## Listed entries
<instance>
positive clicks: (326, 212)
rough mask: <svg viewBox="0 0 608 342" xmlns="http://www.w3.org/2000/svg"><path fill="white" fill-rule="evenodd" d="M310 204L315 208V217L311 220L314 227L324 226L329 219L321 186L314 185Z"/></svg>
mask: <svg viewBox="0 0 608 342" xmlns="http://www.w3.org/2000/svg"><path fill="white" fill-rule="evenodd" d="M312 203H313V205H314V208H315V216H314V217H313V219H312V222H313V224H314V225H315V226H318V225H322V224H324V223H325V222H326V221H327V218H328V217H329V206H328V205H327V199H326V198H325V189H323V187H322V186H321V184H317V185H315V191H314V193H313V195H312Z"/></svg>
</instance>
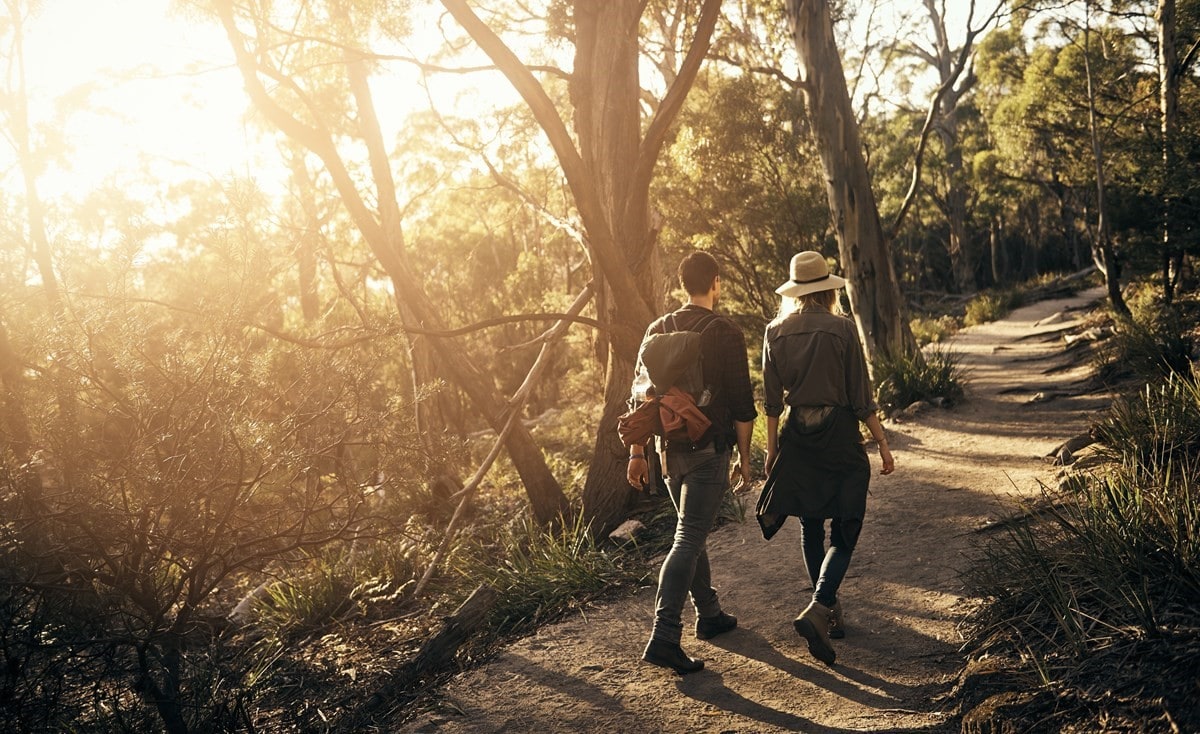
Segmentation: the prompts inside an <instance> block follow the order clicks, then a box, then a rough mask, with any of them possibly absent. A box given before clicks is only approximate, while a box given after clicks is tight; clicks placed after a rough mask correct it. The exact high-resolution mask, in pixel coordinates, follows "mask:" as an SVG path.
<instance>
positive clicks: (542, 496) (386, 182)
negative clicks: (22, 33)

## Your assignment
Your output should be the lines from the one with "positive clicks: (542, 496) (386, 182)" through the last line of the entries above, copied exactly and nothing more.

## Written response
positive clicks: (542, 496) (386, 182)
negative clicks: (22, 33)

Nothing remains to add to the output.